**Material supplied**
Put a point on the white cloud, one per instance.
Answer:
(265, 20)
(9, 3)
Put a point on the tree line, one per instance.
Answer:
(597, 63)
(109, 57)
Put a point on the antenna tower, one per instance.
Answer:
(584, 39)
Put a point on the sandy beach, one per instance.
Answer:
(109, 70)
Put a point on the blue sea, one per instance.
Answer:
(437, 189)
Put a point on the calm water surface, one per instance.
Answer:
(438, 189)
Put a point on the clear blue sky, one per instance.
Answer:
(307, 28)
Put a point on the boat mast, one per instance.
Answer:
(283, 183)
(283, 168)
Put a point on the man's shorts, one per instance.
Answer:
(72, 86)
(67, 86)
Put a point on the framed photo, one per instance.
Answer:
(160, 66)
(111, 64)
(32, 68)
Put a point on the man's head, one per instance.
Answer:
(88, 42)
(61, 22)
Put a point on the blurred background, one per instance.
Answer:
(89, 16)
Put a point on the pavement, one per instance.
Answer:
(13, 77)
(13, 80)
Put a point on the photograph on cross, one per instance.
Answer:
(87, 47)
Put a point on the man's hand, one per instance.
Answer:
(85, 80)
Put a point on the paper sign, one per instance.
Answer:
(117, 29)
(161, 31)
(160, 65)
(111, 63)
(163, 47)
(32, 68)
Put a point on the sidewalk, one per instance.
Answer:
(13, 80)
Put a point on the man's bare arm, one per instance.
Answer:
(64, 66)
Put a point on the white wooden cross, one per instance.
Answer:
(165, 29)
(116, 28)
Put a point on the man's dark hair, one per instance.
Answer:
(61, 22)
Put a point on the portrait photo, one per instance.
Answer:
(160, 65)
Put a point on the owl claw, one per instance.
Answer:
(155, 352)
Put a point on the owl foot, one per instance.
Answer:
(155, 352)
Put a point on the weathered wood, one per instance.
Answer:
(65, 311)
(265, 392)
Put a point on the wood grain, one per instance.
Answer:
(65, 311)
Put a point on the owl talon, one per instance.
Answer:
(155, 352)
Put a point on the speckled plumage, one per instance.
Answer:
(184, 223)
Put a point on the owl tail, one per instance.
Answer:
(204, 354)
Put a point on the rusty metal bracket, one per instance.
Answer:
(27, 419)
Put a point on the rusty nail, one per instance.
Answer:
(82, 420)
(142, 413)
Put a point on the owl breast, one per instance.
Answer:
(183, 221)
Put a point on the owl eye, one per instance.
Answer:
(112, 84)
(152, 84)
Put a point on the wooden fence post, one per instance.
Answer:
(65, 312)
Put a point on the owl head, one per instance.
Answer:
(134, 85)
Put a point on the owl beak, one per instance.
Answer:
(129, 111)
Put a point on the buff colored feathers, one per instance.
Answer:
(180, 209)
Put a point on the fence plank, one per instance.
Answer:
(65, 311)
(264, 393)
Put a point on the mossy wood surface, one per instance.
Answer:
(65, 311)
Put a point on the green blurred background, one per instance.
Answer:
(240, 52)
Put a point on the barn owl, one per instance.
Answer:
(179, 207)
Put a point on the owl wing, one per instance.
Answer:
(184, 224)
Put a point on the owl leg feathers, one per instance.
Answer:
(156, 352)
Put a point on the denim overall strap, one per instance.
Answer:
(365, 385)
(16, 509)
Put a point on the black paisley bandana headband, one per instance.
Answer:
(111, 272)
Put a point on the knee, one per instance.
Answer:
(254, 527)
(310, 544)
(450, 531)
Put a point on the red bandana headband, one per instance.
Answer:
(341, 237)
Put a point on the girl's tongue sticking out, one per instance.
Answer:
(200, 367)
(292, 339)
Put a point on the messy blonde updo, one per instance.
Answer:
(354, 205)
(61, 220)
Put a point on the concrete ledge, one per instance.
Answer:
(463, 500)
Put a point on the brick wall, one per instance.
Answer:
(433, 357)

==

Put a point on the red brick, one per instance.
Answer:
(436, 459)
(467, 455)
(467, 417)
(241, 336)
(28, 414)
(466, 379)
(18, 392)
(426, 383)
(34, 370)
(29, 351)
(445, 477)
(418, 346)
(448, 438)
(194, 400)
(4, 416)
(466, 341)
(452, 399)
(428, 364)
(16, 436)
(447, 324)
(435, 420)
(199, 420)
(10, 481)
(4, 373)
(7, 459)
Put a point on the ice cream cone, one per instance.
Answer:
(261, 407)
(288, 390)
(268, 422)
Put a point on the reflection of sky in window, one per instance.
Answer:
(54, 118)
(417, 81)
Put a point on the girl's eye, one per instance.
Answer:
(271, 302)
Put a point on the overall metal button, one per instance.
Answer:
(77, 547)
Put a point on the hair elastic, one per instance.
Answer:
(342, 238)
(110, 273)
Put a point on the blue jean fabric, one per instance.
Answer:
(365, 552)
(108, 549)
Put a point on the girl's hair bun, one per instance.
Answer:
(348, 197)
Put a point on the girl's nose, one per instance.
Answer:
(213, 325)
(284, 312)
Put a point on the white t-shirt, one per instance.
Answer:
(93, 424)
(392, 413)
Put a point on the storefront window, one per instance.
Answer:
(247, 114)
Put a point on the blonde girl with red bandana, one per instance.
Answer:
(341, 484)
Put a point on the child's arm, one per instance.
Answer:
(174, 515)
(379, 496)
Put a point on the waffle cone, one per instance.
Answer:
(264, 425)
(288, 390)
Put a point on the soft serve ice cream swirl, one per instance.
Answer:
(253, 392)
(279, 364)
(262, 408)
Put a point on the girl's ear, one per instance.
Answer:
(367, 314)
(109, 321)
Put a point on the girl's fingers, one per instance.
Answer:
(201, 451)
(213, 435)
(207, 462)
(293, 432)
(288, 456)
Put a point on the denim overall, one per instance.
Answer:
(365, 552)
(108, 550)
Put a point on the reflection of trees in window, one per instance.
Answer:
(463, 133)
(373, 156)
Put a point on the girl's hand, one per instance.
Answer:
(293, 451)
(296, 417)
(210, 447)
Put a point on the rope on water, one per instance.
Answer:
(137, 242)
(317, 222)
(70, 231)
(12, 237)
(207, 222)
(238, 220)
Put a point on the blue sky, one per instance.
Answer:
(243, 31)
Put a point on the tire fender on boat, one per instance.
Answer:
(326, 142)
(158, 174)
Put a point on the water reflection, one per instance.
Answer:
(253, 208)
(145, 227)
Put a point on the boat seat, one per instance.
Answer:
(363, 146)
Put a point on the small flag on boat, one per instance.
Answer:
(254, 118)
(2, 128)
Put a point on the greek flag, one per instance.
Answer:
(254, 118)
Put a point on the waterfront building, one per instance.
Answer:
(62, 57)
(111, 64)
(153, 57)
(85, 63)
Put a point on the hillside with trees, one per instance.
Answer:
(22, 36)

**Task prompt**
Find the lines of the material that contain the word "surface" and report only how many there are.

**Completed task**
2